- _TASK REQUIREMENTS_: Every record below is to be reproduced exactly.

- _Stored data entries_:
++++++++++
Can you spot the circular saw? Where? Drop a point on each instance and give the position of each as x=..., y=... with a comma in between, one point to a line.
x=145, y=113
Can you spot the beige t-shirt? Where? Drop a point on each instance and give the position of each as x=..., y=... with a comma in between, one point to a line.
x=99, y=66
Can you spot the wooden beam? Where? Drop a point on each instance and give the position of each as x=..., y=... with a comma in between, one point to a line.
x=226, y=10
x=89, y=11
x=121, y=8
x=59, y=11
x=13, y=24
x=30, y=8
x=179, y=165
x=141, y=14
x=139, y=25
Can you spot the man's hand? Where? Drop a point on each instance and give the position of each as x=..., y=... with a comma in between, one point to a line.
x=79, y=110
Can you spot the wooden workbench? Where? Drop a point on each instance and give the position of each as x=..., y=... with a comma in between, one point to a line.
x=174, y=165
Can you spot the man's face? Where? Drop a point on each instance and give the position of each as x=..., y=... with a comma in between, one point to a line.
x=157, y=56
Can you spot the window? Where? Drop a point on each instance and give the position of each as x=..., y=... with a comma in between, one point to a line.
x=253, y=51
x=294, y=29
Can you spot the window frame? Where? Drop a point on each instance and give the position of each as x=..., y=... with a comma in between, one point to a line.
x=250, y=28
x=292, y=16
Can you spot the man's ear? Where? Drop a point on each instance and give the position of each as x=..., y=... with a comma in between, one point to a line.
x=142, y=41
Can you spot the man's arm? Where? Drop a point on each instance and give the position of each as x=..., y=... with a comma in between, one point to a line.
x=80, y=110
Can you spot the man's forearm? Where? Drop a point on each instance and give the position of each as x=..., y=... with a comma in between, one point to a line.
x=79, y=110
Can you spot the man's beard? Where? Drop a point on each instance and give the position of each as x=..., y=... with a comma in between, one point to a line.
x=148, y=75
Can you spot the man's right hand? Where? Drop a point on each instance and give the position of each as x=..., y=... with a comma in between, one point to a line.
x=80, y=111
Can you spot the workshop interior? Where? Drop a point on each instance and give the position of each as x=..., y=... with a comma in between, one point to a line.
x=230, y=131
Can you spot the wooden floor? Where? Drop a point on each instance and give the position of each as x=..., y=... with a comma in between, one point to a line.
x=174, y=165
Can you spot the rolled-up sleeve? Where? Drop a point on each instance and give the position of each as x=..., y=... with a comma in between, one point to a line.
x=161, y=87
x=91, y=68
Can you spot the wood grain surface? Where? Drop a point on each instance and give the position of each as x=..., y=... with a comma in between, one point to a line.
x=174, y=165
++++++++++
- _EXERCISE SOLUTION_:
Can you spot the circular saw? Where? Drop a point on each instance and give the position of each as x=..., y=... with a comma in between, one point to a line.
x=145, y=113
Can you spot the beige t-shirt? Where? Drop a point on each instance and give the position of each as x=..., y=... with a comma in between, one point to a line.
x=99, y=66
Can you spot the wooden beam? Where? Drop a point on each instance and give the position of each as x=..., y=... with a comma in between, one point to a line.
x=226, y=10
x=89, y=11
x=121, y=8
x=59, y=11
x=13, y=24
x=30, y=8
x=179, y=165
x=141, y=14
x=139, y=25
Can you spot the man's hand? Where? Drop a point on each instance and give the position of each as x=..., y=... with a comma in between, one point to a line.
x=79, y=110
Can you spot the wooden workbench? Where? Drop a point on each instance and give the position of each as x=..., y=... with a comma in between, one point to a line.
x=174, y=165
Can you spot the man's face? Where? Drop a point on each instance and give the position of each as x=..., y=... with a comma in between, one point to a line.
x=157, y=56
Can you spot the window? Where? Drop a point on each instance and give the position of each as x=..., y=... with a comma in between, one point to a line.
x=253, y=51
x=294, y=29
Can you spot the window frame? Where? Drop a point on each instance and give the position of each as x=..., y=... with a comma in between, one point to a line.
x=250, y=28
x=292, y=16
Can you spot the man's ear? Where? Drop a point on each instance and give the position of each as x=..., y=... with a comma in between, one point to a line.
x=142, y=41
Can you spot the man's arm? Where? Drop a point on each instance and give the position of each as x=..., y=... with a comma in between, one point to a line.
x=80, y=110
Can you spot the man's forearm? Where? Drop a point on each instance and give the position of each as x=..., y=... with a comma in between, one point to a line.
x=79, y=110
Can you spot the man's beard? Where? Drop a point on each instance and give the position of each as x=..., y=... with a comma in between, one point to a line.
x=148, y=75
Can you spot the man's right hand? Where? Drop a point on each instance and give the position of each as x=..., y=... with a comma in between, one point to a line.
x=80, y=111
Can you spot the workshop interior? Where? Drop a point on each instance and give the position of each as x=..., y=... with a comma in between, one point to a line.
x=230, y=131
Can you spot the wooden floor? Where? Drop a point on each instance and give the position of each as x=..., y=... with a comma in between, one point to a line.
x=174, y=165
Can you spot the rolled-up sleeve? Where? Drop a point on each instance and give the position of each as x=..., y=... with a comma in between, one point to a line.
x=161, y=87
x=91, y=68
Can you spot the wood grain surface? Where? Drop a point on each instance and give the position of each as x=..., y=... with a comma in between, one point to a line.
x=174, y=165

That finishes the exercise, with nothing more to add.